[DATA EXTRACT]
>>
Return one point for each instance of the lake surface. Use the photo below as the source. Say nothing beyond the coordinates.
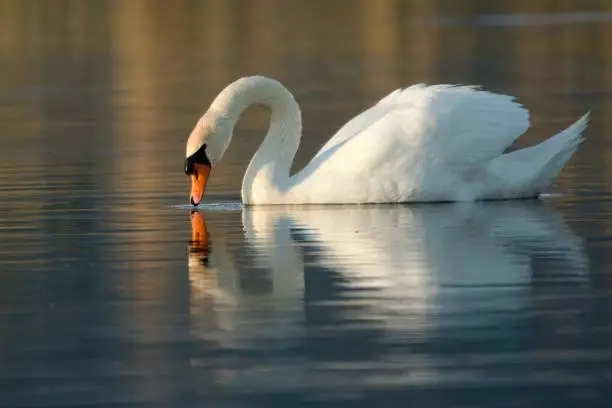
(113, 293)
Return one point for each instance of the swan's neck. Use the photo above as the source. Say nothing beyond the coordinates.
(267, 176)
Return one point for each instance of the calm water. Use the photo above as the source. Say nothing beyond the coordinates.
(113, 294)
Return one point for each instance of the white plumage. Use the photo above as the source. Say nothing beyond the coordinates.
<<
[EXERCISE INSTRUCTIONS]
Convert every line of the entries above into a Markdown table with the columns "Row" and "Line," numbering each row and leaving out blank lines. Omit the pictures.

[THE ANSWER]
| Row | Line |
|---|---|
| 1 | Return one point for each instance of the lake surface. Use the photo below as the source. Say nothing beyond the coordinates. |
| 2 | (113, 293) |
| 3 | Return one point for each instance of the swan's neck. Use the photo above as the source. Say nothing beyond the coordinates. |
| 4 | (267, 176) |
| 5 | Return one point for each instance of the calm water. Use the photo above as the source. Say nothing beyond the coordinates. |
| 6 | (113, 294) |
| 7 | Return one point for each instance of the white plumage. Use the photo above as the source. Say nothing beyond the coordinates. |